◆ Required work: Reproduce the material below word for word, without the pictures.

◆ Entries:
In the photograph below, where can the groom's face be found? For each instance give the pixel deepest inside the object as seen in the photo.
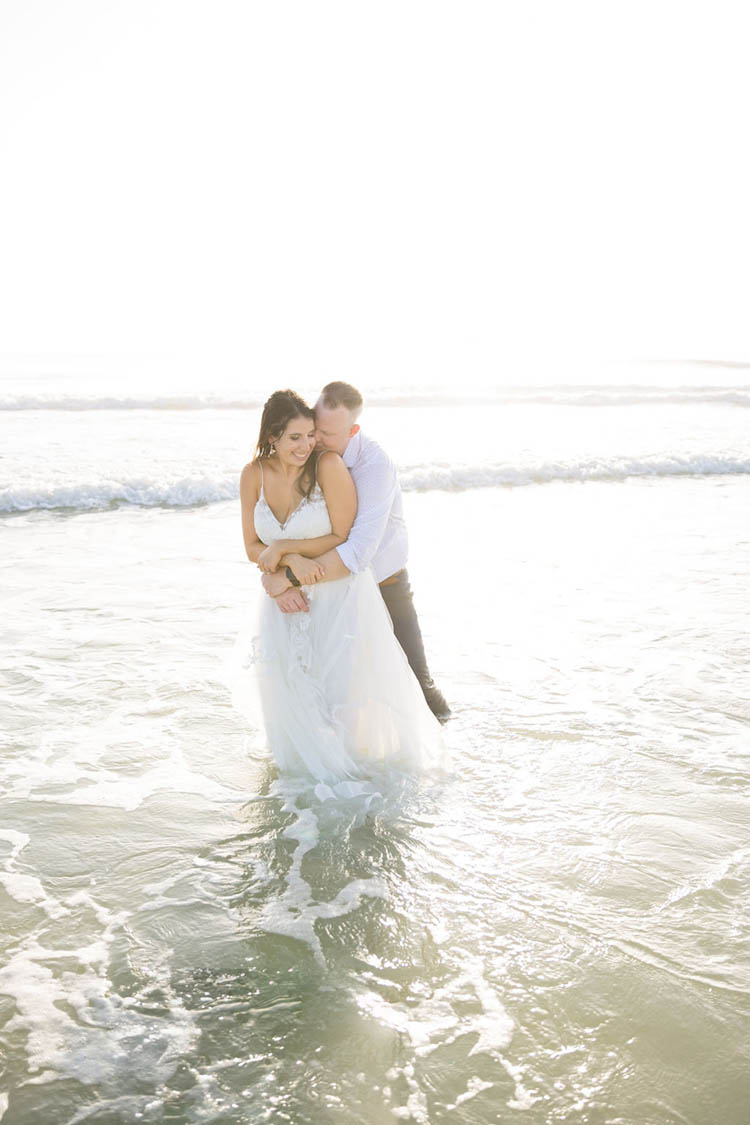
(334, 426)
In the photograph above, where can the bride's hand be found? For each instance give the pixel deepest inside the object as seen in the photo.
(306, 570)
(269, 559)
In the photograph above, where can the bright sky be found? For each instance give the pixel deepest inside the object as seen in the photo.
(425, 189)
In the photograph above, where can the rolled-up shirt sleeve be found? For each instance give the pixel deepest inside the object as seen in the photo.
(376, 493)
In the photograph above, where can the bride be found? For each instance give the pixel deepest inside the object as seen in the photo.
(337, 695)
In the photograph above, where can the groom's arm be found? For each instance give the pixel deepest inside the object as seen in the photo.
(376, 494)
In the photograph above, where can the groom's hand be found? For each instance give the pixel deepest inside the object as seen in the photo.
(292, 601)
(274, 584)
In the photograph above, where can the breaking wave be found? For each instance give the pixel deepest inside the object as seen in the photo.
(189, 492)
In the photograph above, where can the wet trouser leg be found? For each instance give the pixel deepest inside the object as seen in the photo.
(397, 596)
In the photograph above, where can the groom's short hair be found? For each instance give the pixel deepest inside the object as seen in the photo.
(342, 394)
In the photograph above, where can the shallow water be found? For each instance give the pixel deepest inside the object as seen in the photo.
(557, 929)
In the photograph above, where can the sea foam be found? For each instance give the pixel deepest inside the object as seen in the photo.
(572, 395)
(189, 492)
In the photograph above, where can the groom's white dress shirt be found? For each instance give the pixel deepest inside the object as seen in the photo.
(378, 537)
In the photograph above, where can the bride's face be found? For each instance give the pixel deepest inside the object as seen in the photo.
(297, 441)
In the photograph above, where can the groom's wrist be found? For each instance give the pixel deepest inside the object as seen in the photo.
(291, 576)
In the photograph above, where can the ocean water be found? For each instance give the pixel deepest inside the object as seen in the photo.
(554, 929)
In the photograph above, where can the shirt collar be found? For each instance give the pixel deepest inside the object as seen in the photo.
(353, 450)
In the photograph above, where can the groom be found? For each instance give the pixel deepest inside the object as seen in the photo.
(378, 537)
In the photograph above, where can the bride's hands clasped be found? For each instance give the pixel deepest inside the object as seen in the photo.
(306, 570)
(269, 559)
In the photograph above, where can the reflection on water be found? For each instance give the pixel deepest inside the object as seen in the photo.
(553, 932)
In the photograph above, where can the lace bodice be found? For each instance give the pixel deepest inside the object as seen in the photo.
(308, 520)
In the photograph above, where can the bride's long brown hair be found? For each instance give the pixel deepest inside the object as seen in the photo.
(278, 412)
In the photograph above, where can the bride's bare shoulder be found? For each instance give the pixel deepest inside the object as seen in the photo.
(331, 465)
(250, 478)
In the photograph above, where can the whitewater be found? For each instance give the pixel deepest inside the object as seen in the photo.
(556, 930)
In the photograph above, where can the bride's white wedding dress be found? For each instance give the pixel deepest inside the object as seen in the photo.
(337, 695)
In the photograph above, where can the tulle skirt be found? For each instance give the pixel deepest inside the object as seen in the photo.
(333, 687)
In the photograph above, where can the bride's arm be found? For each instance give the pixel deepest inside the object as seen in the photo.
(250, 487)
(341, 501)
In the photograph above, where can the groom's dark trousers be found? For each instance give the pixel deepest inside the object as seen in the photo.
(397, 595)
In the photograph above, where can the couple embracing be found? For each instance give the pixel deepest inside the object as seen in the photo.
(337, 654)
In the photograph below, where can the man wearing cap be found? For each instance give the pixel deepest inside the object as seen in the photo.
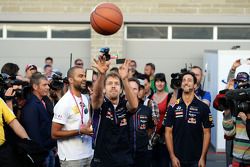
(29, 70)
(203, 95)
(141, 129)
(235, 126)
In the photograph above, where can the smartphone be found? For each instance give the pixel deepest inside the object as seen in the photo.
(120, 61)
(89, 75)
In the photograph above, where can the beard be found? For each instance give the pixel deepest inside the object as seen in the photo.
(187, 90)
(80, 88)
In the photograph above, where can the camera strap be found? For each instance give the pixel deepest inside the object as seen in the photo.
(81, 104)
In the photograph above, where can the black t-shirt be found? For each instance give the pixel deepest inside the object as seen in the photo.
(141, 121)
(188, 123)
(112, 147)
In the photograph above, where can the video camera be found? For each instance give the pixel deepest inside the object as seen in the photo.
(7, 81)
(176, 79)
(237, 100)
(57, 81)
(105, 52)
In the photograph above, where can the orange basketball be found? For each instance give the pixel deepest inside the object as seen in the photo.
(106, 19)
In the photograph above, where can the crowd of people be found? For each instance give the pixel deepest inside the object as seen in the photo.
(122, 118)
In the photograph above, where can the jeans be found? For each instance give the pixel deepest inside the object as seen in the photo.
(7, 157)
(77, 163)
(50, 160)
(189, 164)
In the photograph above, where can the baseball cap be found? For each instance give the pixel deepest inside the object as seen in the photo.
(242, 76)
(30, 67)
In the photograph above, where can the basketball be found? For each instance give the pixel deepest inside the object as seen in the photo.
(106, 18)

◆ Result below:
In the photograph below, where can the groom's face be found? For each instance give the pixel deepest inside the object as seen in the photo.
(334, 426)
In the photograph above, where can the bride's hand be found? For each instance give the pixel deepest inside the object as seen in the photo.
(306, 570)
(269, 559)
In the photograph above, where can the bright sky be found? For each instance give the pixel deepest inside the object as seen in the photo.
(425, 189)
In the photograph above, where can the rolled-up shirt sleeve be found? For each instance give the pixel deepest inside the object as seen in the photo.
(376, 493)
In the photograph above, where can the bride be found? For each instance give the pixel deepest inside the object as seen in the photo.
(337, 695)
In the photograph above, where can the groom's arm be found? For each instance give the pixel deepest inside the object as seen in the photo.
(376, 494)
In the photograph above, where can the groom's hand be found? For each instance give the pixel deepest inside the object as seen in the photo.
(292, 601)
(274, 584)
In the photograph above, where can the breaking wave be found? For each instance give the pixel deepest inside the object as seen in the photo.
(189, 492)
In the photograph above, where can the wet trouser leg be found? For each instance give the pixel deepest inside the object as seen in the photo.
(397, 596)
In the photograph above, where can the groom's short hair be found? For each instance give the pixel deepest inside the object as seen in the photo.
(342, 394)
In the photograph above, where can the shallow water be found? For each instance give the pixel deepest inside the object as seen in the photo.
(557, 929)
In the photograph above, where can the sea foam be found? For each instance give the pixel deepest inside the object as seen in the photo.
(572, 395)
(189, 492)
In the photograph above, where can the groom's white dress shirt be found? For each instance give the pixel deepest inside the object as seen in the photo.
(378, 537)
In the photograph above, where can the bride's face be found? For each instance give the pixel deepest inside the object as seen in the photo.
(297, 441)
In the photograph above, where can the groom's wrist be found? For each instance give the pixel deepest inside the object as seen in the photo.
(291, 576)
In the photograph above, where can the ocean water be found? For each instance give the pixel deepest inside the object as seen in the photo.
(554, 929)
In the photograph above, where can the shirt collar be found? For each instance give the pixel deepest inside the object as seen in the photo.
(353, 450)
In the photograph above, where can the groom be found? For each instance give the pixel deepest inside the object as seen in the photo.
(378, 537)
In the photograph above, where can the bride's hands clasped be found? For each instance give the pixel deepest inside the object as seen in the photo.
(306, 570)
(269, 559)
In the photograph above, where can the reflection on water be found? For each instance give the pixel deepest inside the object as seen in the photo.
(553, 932)
In the photograph above, where can the lace bodice be found? For each instance give the pixel deepest inside the object as seen in the photo.
(308, 520)
In the photograph above, where can the bride's long brown hair be found? For each instance give the pixel deepest inside the object as seen in the photo.
(278, 412)
In the photograph above, where can the bride's bare shoulder be found? For each instance give the pixel deepest inside the object as seen in the photo.
(331, 465)
(250, 478)
In the photograph above, where can the whitewater be found? For each instance give the pixel deepest inside the object as seen in the photo.
(556, 930)
In the photograph above, where can the bride's white wedding dress be found? For each instance give the pixel deepest inside the object as seen in the photo.
(337, 695)
In the photograph above, where can the tulle skirt be found? For each instance give the pixel deepest inside the object as seen in the photo.
(333, 687)
In the photograph above, where can the bride's arm be found? For each instance give the pixel deepest inside the object as seen in the photo.
(250, 487)
(341, 501)
In the photograph above, where can the groom's dark trousers be found? For each instance give the pixel deepest inside the object as seen in the photo.
(397, 595)
In the photograph above, where can the couple embracing be found? For each instance give the pixel deepest inside the object as seen in the photo.
(337, 654)
In the photograph below, where can the man wearing cap be found? For each instance give the pixel deepest inside the object as seen in the photo.
(29, 70)
(203, 95)
(141, 129)
(235, 126)
In the photograph above, where can the smartphone be found? For each instance give the pixel deepest inside the object as seen in the photo.
(120, 61)
(89, 75)
In the photograph above, where can the beard be found? For each instance give the pixel deepest inside the object as seen in the photo.
(187, 90)
(80, 88)
In the photograph above, where can the camera strap be found? For each instance give the pixel deepest inside the object as seen in the photo.
(81, 104)
In the photograph above, where can the black t-shirt be found? For each instance give the pixel deepest inside the object as seen in the photo.
(141, 121)
(188, 123)
(112, 147)
In the photograph above, where can the video camera be found? For each instance give the pixel deepest inside the object as seen in the photo.
(7, 81)
(176, 79)
(237, 100)
(57, 81)
(105, 52)
In the photograph above, where can the orange basketball be found? For each instance give the pixel deepest inside the object as seen in the photo.
(106, 19)
In the photograph above, where can the crowd of people be found? For each instance give the pixel deepest inside the object as seen in the photo.
(122, 118)
In the photograph above, where can the jeans be found? For each instance give the pixel deepest inside the object as seen in the photo.
(7, 157)
(77, 163)
(50, 160)
(189, 164)
In the photograph above, where can the baseball cap be found? For each instance give the pixel deepest inside the object as seen in the photo.
(242, 76)
(30, 67)
In the photograph above, where can the basketball be found? For each instance give the pixel deepest inside the object as seen in the photo.
(106, 18)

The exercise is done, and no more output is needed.